▶ [Document section]

Book Review: The Girl Who Fell From the Sky

  • Author: Heidi W. Durrow
  • Where I bought this book: Roebling Books, Covington, Ky.
  • Why I bought this book: The title caught my eye; the story description caught my fancy
******

    The thing about the title is it should be taken literally.

    We first meet our heroine and protagonist, Rachel, through the eyes of Brick -- then known as Jamie -- as she falls the nine floors from the roof of her Chicago tenament to the courtyard below. Jamie thinks she's a bird.

    Maybe she is. She survived the fall.

    How she came to fall -- was she pushed? did she jump? did she slip? was she thrown off? -- is the riddle of the tale. How she survives defines the story.

    Rachel is a young, mixed race girl, the daughter of a Danish mother and a Black, military father. She is light skinned, with her mother's blue eyes and her father's features. She doesn't define herself as Black or white. She allows others to do that for her.

    Who she is changes over time. Raised by her Danish mother, with a more-or-less absent father, Rachel looks, acts, and is treated white. She doesn't seem too concerned with that.

    But once her flight from the roof takes place, which kills her mother and siblings, Rachel is shuffled off to a new city and a new family. She is put in the care of her Black grandmother and aunt. In school, she is treated as an oddity, neither Black nor white, or perhaps both.

    The Black kids treated her as an interloper. The white kids see her as exotic.

    She sees herself as full of grief for her lost mother, and what may have been. She loves and admires her strict grandmother, but bristles against some of the changes in her life.

    Durrow is a compelling story teller and writer, but much like her character, Rachel, the tale doesn't reach any conclusion. The assumption is Rachel still has a long road ahead of her.

January 14, 2022

Book Review

The Underground Railroad, by Colin Whitehead

  • Where I bought this book: The Book Loft, Columbus, Ohio
  • Why I bought this book: It is written by Colin Whitehead

**********

    Whitehead takes the Underground Railroad literally.
    
    He imagines it as a subway, with underground tracks,  cobbled together train cars, and live conductors. It has hiddens entrances, stations, and a schedule.

    Moreover, he imagines some of the stations leading to havens for escaped slaves -- a place for them to stay, work, and put together a life of normalacy, in a town where Black people can grow and succeed, and raise a family.

    But this is no feel-good fantasy. Real life intrudes, even in their free towns. White supremacists hate Black success. They hound and harass them. Slaves catchers make a career of chasing them. The escapees from slavery fear being forced back to the savagery of their previous lives or the torture that will end them.

    Make no doubt, this is a painful, fearful book to read. The descriptions of the daily humiliations, sufferings, and agonies of the enslaved are difficult to read. One is presented with the inhumanity of the enslavers and those who support and defend them. The entire callous system that brought about and sustained chattel slavery is shown for the cruel, merciless abyss is was.

    The story is told throught the eyes of Cora, an enslaved person. Because her mother successfully escaped -- or at least ran, and was never caught -- Cora's life is particularly difficult, She is an outcast even among the other enslaved. The overseer on the plantation selects her for particular harassment, and others condemn her to the hob, a portion of the slave camps for the unfavored. 

    She describes her life on the plantation, the deaths, the punishments, and the rapes and assaults. She longs for her mother, but simultaneously hates her for running off and leaving her. When Cora is offered an opportunity to flee by a fellow slave named Caesar, she takes it.

▶ [Your tasks]
1) Answer these questions about the book reviews, one line each:
(a) At which bookstore was The Girl Who Fell From the Sky bought?
(b) How many floors does Rachel fall?
(c) Who offers Cora an opportunity to flee?
2) Write out the part of the book reviews starting at "Book Review: The" and ending at "defines the story.".

▶ [Dataset section]
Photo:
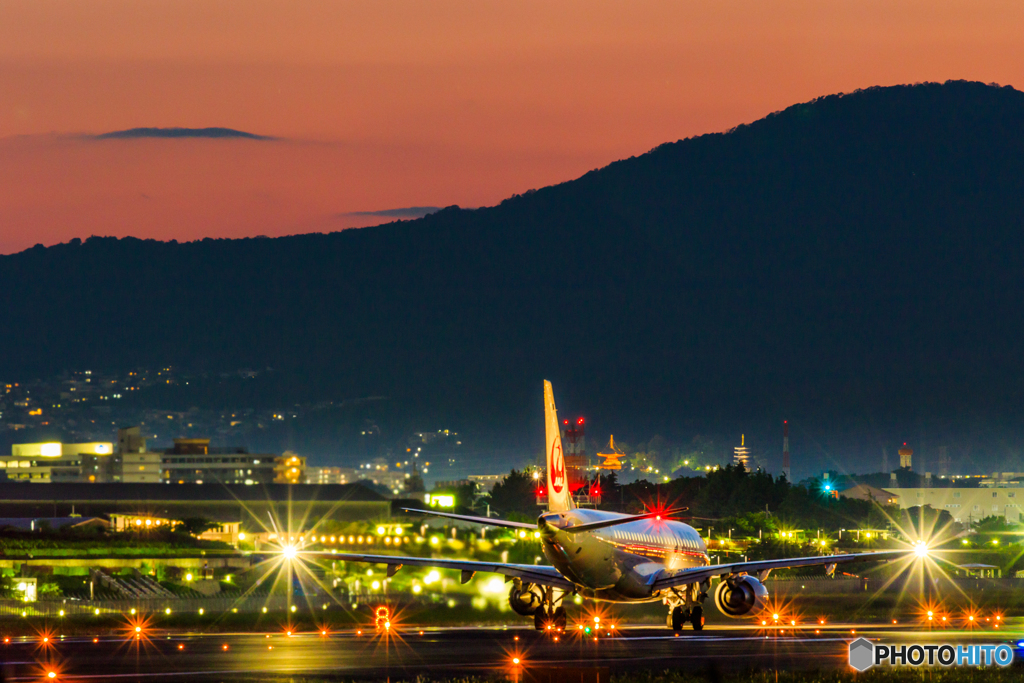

▶ [Written responses]
1)
(a) Roebling Books, Covington, Ky.
(b) Nine floors.
(c) A fellow slave named Caesar.

2)
Book Review: The Girl Who Fell From the Sky

  • Author: Heidi W. Durrow
  • Where I bought this book: Roebling Books, Covington, Ky.
  • Why I bought this book: The title caught my eye; the story description caught my fancy
******

    The thing about the title is it should be taken literally.

    We first meet our heroine and protagonist, Rachel, through the eyes of Brick -- then known as Jamie -- as she falls the nine floors from the roof of her Chicago tenament to the courtyard below. Jamie thinks she's a bird.

    Maybe she is. She survived the fall.

    How she came to fall -- was she pushed? did she jump? did she slip? was she thrown off? -- is the riddle of the tale. How she survives defines the story.